## Requirements
Convert the lines below into a Markdown table with the columns Row and Line, skipping any blank lines. Leave the pictures out of the table.

(Stored dataset lines)
※ ※ ※

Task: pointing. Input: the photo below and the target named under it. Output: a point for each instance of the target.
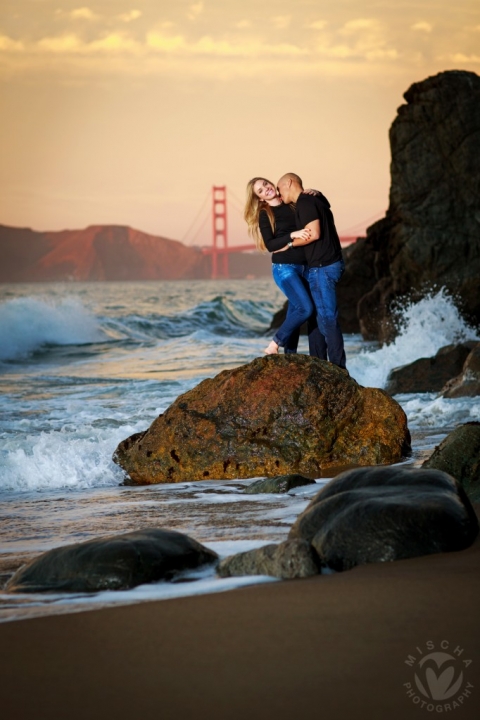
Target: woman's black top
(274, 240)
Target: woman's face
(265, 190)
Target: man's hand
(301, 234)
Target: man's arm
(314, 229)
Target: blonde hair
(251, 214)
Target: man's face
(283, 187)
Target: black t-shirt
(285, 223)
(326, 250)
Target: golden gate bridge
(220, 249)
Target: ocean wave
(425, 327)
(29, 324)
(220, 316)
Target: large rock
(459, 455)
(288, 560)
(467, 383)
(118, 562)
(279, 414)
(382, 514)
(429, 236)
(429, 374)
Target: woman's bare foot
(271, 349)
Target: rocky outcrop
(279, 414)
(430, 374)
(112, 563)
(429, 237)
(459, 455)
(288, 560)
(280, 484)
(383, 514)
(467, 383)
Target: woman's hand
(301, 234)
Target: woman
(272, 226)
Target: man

※ ※ ※

## Answer below
| Row | Line |
|---|---|
| 1 | Task: pointing. Input: the photo below and the target named under it. Output: a point for each instance of the target. |
| 2 | Target: woman's black top |
| 3 | (274, 240) |
| 4 | Target: woman's face |
| 5 | (265, 190) |
| 6 | Target: man's hand |
| 7 | (301, 234) |
| 8 | Target: man's arm |
| 9 | (314, 229) |
| 10 | Target: blonde hair |
| 11 | (251, 214) |
| 12 | Target: man's face |
| 13 | (283, 187) |
| 14 | Target: black t-shirt |
| 15 | (285, 223) |
| 16 | (326, 250) |
| 17 | Target: golden gate bridge |
| 18 | (220, 249) |
| 19 | Target: ocean wave |
| 20 | (425, 327) |
| 21 | (29, 324) |
| 22 | (220, 316) |
| 23 | Target: large rock |
| 24 | (459, 455) |
| 25 | (288, 560) |
| 26 | (467, 383) |
| 27 | (118, 562) |
| 28 | (279, 414) |
| 29 | (382, 514) |
| 30 | (429, 236) |
| 31 | (429, 374) |
| 32 | Target: woman's bare foot |
| 33 | (271, 349) |
| 34 | Target: rocky outcrop |
| 35 | (279, 414) |
| 36 | (430, 374) |
| 37 | (112, 563) |
| 38 | (429, 237) |
| 39 | (459, 455) |
| 40 | (288, 560) |
| 41 | (280, 484) |
| 42 | (383, 514) |
| 43 | (467, 383) |
| 44 | Target: woman's hand |
| 45 | (301, 234) |
| 46 | Target: woman |
| 47 | (272, 226) |
| 48 | Target: man |